## TEXT TO READ:
************
DAY 1:  A motley and fresh faced group of land lubbers arrived to our majestic sea taxi around midday. Much excitement and many nerves were felt as we gazed upon the lovely Tenacious, our home for better or worse during the next 21 days of voyaging. Hands are shaken and names are given, which most of us promptly forget; fortunately our crew are prepared with name tags!

Bunks are found, bags are stowed, and then the intrepid adventurers awkwardly navigate the lower corridors to the main mess for crew introductions and the oh-so-necessary safety lectures, made enjoyable thanks to the wonderful Fliss. Evacuation procedures are practiced before dinner is served, and then we are free for the evening.

The Tenacious gleams brightly against the night sky, a beacon of adventure; Melbourne sparkles distantly across the water. Tomorrow our voyage to Tasmania begins, with fair winds ahead (we hope!).
************
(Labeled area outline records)

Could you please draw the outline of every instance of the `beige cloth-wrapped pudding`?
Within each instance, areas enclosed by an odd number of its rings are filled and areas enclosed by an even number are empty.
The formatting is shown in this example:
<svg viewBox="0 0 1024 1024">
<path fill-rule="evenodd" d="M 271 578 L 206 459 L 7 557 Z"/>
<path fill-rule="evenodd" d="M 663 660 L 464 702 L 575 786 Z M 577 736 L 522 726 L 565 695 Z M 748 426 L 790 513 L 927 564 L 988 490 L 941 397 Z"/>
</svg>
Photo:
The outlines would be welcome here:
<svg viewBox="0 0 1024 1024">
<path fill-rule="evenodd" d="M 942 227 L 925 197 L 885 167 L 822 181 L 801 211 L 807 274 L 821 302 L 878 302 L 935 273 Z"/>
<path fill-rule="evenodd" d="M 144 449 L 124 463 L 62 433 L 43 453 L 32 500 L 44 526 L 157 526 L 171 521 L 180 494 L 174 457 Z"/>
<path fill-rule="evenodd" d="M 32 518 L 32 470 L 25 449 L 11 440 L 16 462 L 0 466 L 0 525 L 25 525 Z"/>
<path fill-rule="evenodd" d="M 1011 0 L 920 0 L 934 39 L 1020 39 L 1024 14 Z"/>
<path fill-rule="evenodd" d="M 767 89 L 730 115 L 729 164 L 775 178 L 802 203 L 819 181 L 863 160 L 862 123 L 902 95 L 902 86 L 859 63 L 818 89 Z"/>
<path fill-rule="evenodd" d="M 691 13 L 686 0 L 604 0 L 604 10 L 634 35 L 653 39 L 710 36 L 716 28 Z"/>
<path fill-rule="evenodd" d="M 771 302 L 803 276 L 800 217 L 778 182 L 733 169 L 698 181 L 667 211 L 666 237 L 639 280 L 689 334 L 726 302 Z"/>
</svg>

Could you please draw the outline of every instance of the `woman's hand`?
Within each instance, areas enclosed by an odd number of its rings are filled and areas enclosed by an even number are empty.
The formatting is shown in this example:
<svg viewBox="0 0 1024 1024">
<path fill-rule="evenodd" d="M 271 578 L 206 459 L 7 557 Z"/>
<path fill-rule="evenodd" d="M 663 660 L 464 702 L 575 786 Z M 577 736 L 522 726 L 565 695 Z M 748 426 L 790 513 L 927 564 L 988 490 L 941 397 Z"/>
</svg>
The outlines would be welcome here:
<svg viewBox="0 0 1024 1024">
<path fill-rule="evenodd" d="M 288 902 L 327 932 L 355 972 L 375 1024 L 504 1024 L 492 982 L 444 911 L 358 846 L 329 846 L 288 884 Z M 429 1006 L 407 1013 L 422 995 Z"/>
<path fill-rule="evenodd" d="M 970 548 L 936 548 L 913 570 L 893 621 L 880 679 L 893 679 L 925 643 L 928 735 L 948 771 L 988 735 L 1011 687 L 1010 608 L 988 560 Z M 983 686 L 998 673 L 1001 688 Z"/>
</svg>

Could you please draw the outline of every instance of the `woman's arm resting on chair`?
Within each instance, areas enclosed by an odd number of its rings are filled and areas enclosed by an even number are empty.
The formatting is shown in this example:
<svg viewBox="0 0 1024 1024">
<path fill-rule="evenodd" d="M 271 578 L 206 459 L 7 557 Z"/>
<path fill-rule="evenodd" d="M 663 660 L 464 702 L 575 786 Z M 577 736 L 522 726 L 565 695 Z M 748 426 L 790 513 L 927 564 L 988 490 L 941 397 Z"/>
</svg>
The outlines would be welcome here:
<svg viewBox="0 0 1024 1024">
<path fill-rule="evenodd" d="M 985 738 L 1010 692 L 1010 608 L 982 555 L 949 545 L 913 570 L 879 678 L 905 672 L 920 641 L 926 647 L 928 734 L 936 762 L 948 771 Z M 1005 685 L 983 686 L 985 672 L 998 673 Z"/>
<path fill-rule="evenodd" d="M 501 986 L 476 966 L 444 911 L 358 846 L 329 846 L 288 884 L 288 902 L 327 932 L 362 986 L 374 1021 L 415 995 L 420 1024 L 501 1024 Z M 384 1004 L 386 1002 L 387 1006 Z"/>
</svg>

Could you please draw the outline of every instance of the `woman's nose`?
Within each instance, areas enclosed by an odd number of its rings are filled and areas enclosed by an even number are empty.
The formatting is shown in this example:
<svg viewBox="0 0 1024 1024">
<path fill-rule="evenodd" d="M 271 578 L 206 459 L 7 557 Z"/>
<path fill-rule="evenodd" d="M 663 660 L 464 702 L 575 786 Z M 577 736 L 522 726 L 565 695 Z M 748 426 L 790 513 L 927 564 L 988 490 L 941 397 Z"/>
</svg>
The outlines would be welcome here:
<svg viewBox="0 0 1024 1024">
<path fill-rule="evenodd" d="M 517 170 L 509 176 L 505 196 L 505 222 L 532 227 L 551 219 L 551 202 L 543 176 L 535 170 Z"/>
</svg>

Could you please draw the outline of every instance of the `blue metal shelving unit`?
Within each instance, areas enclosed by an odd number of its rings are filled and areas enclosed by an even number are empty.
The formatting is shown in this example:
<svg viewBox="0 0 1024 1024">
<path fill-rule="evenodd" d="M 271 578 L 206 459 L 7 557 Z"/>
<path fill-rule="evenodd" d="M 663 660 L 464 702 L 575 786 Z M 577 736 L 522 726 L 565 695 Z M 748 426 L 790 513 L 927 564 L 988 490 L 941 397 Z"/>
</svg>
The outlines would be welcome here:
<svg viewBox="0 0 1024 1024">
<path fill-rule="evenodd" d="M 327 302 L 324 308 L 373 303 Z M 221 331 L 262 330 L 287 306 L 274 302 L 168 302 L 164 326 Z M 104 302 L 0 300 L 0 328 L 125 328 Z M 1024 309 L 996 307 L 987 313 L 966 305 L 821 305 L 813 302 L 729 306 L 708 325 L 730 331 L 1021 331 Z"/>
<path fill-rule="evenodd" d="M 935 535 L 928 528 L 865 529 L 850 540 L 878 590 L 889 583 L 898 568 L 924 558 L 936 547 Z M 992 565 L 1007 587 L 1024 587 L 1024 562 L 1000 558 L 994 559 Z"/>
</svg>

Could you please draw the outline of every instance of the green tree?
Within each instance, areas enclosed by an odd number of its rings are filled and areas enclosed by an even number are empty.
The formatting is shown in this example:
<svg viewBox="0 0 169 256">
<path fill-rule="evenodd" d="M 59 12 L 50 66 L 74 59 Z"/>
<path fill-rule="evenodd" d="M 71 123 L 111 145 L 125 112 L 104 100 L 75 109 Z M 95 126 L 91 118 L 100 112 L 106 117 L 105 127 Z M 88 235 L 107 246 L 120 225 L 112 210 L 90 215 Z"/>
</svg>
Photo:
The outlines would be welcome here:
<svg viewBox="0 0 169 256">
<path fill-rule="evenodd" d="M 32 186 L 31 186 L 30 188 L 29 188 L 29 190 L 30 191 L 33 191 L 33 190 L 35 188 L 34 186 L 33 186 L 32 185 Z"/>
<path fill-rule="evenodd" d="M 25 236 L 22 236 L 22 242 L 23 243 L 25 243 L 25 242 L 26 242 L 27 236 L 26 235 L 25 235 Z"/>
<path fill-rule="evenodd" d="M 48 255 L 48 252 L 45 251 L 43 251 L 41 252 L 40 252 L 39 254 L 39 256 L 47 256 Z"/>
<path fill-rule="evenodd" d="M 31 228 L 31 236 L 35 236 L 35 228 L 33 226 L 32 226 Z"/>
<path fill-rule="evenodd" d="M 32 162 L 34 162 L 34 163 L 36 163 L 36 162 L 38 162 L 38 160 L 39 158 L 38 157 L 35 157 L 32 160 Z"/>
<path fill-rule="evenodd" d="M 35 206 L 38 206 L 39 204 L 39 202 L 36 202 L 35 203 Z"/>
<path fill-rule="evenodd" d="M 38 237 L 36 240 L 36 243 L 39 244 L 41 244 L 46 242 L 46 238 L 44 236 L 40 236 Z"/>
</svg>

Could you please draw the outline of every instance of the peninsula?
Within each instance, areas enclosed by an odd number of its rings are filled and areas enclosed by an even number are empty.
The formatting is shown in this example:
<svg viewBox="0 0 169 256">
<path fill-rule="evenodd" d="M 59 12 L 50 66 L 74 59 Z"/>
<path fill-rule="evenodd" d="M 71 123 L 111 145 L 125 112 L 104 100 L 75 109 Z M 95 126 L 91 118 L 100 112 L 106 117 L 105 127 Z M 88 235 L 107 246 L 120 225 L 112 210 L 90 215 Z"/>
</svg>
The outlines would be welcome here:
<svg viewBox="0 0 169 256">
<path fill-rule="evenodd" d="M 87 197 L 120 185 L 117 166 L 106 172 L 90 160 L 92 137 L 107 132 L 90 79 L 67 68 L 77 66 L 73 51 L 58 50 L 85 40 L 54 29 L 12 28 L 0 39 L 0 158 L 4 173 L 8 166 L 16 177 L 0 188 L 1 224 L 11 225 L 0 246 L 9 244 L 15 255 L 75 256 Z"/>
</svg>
************
## GIVEN REQUEST:
According to the Day 1 account of the voyage on the Tenacious, why does it not matter that most of the newcomers promptly forget the names exchanged on arrival? Answer in one to three sentences.

## SOLUTION TO THIS PROBLEM:
It does not matter because the crew are prepared with name tags.